Selected extract:

Pioneering Local AI: TAIDE’s Quest for a Trustworthy Taiwanese Language Mod

Richard Tzong-Han Tsai 蔡宗翰

Professor,

Department of Computer Science and Information Engineering,

National Central University

Abstract

At the TAIDE team in the National Science and Technology Council's Innovation Center, our mission has been unequivocal from the outset: to develop a large language model that caters specifically to Taiwan’s linguistic nuances while upholding the highest standards of data integrity and security. In a world dominated by major tech players, our objective has been to secure a digital voice for Taiwan, ensuring our sovereignty in the digital space and safeguarding sensitive information.

With only a fraction of the budget available to global giants like ChatGPT, our resolve has remained strong. We embarked on this ambitious project to create a model that authentically speaks and writes in the Taiwanese vernacular—reliable and trustworthy. This required assembling a comprehensive Taiwanese corpus, developing dependable evaluation metrics, and navigating the complexities of integrating diverse institutional efforts.

Our path was fraught with challenges, including convincing content producers to share their data while ensuring all used materials complied with strict legal standards to prevent the incorporation of unreliable or biased information. Despite these hurdles, our team's dedication yielded significant accomplishments: we not only launched the widely praised commercial 7B model but also utilized Llama3 to train a new preview model shortly after its release, demonstrating our deep technical capabilities.

This development process not only showcased our technical expertise but also reinforced our commitment to responsibly advancing Taiwan's AI capabilities. As we move forward, our focus remains on nurturing an ecosystem where technology not only supports local industry growth but also embodies and promotes societal values, positioning Taiwan as a formidable player in the global AI landscape.

The data:
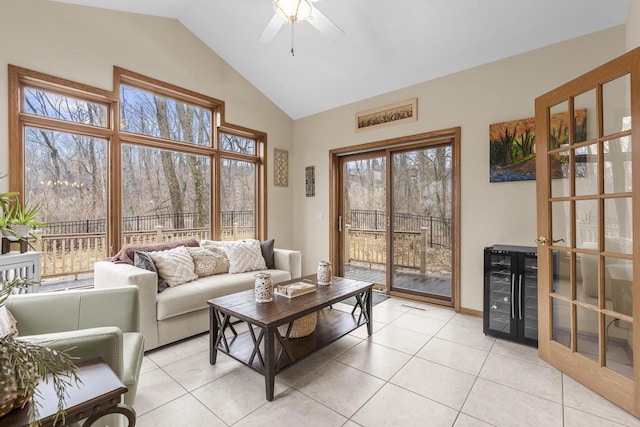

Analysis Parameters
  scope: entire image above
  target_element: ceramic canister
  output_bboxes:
[253,273,273,302]
[318,261,332,285]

What needs to be done:
From the abstract on the TAIDE language model above, extract the passage from "Pioneering Local AI: TAIDE’s" to "safeguarding sensitive information." word for word.

Final answer:
Pioneering Local AI: TAIDE’s Quest for a Trustworthy Taiwanese Language Mod

Richard Tzong-Han Tsai 蔡宗翰

Professor,

Department of Computer Science and Information Engineering,

National Central University

Abstract

At the TAIDE team in the National Science and Technology Council's Innovation Center, our mission has been unequivocal from the outset: to develop a large language model that caters specifically to Taiwan’s linguistic nuances while upholding the highest standards of data integrity and security. In a world dominated by major tech players, our objective has been to secure a digital voice for Taiwan, ensuring our sovereignty in the digital space and safeguarding sensitive information.